**Exercise details**
Copy all the entries word for word, but omit the pictures.

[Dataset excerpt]

┏━━

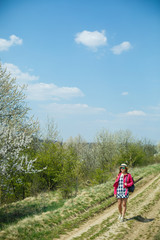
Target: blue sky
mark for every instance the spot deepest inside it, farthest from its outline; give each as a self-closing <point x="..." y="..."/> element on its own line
<point x="88" y="65"/>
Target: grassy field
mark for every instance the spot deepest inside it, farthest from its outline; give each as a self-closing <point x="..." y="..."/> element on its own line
<point x="47" y="216"/>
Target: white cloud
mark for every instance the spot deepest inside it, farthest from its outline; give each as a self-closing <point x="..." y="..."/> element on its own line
<point x="22" y="77"/>
<point x="124" y="93"/>
<point x="118" y="49"/>
<point x="74" y="109"/>
<point x="6" y="44"/>
<point x="44" y="91"/>
<point x="93" y="40"/>
<point x="136" y="113"/>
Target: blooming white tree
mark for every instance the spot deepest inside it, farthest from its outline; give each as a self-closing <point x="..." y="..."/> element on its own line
<point x="16" y="133"/>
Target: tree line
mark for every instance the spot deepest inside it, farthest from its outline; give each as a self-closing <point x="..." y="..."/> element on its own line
<point x="31" y="163"/>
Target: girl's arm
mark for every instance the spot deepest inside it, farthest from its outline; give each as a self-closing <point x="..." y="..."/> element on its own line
<point x="130" y="181"/>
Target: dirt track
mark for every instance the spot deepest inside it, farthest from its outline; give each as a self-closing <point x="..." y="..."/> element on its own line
<point x="142" y="218"/>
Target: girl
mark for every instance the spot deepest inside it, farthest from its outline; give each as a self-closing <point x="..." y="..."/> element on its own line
<point x="123" y="181"/>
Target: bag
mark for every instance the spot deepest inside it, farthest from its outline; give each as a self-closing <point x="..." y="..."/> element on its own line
<point x="131" y="188"/>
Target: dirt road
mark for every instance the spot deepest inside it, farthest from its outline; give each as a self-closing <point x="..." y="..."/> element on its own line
<point x="142" y="218"/>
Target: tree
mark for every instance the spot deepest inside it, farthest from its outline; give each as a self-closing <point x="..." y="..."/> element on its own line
<point x="16" y="134"/>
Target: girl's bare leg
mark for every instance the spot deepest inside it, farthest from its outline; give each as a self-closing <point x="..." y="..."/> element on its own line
<point x="120" y="205"/>
<point x="124" y="203"/>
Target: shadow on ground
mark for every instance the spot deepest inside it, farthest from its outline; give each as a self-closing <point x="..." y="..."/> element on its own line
<point x="139" y="218"/>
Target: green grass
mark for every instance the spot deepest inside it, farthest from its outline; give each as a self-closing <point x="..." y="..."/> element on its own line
<point x="47" y="216"/>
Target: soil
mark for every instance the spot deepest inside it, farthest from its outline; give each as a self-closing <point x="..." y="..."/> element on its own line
<point x="142" y="217"/>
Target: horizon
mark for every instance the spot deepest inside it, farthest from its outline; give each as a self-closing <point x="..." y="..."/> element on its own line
<point x="89" y="65"/>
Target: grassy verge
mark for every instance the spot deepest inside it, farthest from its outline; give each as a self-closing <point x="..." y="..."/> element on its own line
<point x="49" y="216"/>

┗━━

**Response to the task**
Target: blue sky
mark for every instance the spot deepest inside it, farthest from its outline; give each as a self-closing <point x="..." y="..."/> element on its own line
<point x="88" y="65"/>
Target: grassy field
mark for every instance the spot deepest inside it, farthest from its outline; give each as a self-closing <point x="..." y="..."/> element on its own line
<point x="47" y="216"/>
Target: white cloud
mark for every instance the spot deepest inside it, farthest from its outline; give each as a self-closing <point x="..." y="..."/> element on its own line
<point x="22" y="77"/>
<point x="124" y="93"/>
<point x="118" y="49"/>
<point x="74" y="109"/>
<point x="6" y="44"/>
<point x="44" y="91"/>
<point x="93" y="40"/>
<point x="136" y="113"/>
Target: blooming white tree
mark for every instance the spot deepest inside it, farthest from its outline; give each as a self-closing <point x="..." y="..."/> element on its own line
<point x="16" y="133"/>
Target: tree line
mark for every instance the spot deepest inside it, farthest from its outline; give each as a self-closing <point x="..." y="..."/> element on its own line
<point x="31" y="163"/>
Target: girl's arm
mark for every instance the spot deepest inside it, farthest from its outline; give each as a self-closing <point x="..." y="..."/> element on its own line
<point x="130" y="181"/>
Target: dirt track
mark for every instance the spot deepest inside it, farthest from its outline; give each as a self-closing <point x="..." y="..."/> element on its own line
<point x="142" y="218"/>
Target: girl
mark for every instance the spot deepest inside it, farthest from its outline; give each as a self-closing <point x="..." y="..."/> element on its own line
<point x="123" y="181"/>
Target: bag
mark for every instance the spot deepest inside it, farthest from its outline; give each as a self-closing <point x="..." y="..."/> element on its own line
<point x="131" y="188"/>
Target: dirt road
mark for every instance the spot deepest inside it, farthest from its outline; give each as a self-closing <point x="..." y="..."/> element on its own line
<point x="142" y="218"/>
Target: tree
mark for every instance the spot deepest inside it, farthest from its outline; give each as a self-closing <point x="..." y="..."/> element on its own line
<point x="16" y="134"/>
Target: girl's bare leg
mark for every instance the spot deepest inside it, farthest from its outline; give each as a self-closing <point x="..." y="..."/> element on its own line
<point x="120" y="205"/>
<point x="124" y="203"/>
Target: shadow on ground
mark for every instance the spot deepest inside it, farthest from its outline; give each as a self-closing <point x="..." y="..."/> element on its own line
<point x="139" y="218"/>
Target: green grass
mark for every instance the spot deepest inside it, farthest from its outline; give each as a self-closing <point x="..." y="..."/> element on its own line
<point x="47" y="216"/>
Target: soil
mark for every instance the spot deepest inside it, farthest from its outline; give each as a self-closing <point x="..." y="..."/> element on its own line
<point x="142" y="217"/>
Target: horizon
mark for every instance the spot deepest inside it, farthest from its outline; give each as a self-closing <point x="..." y="..."/> element on its own line
<point x="89" y="65"/>
Target: grassy verge
mark for every instance the spot deepest inside it, farthest from its outline; give each as a self-closing <point x="..." y="..."/> element on its own line
<point x="49" y="216"/>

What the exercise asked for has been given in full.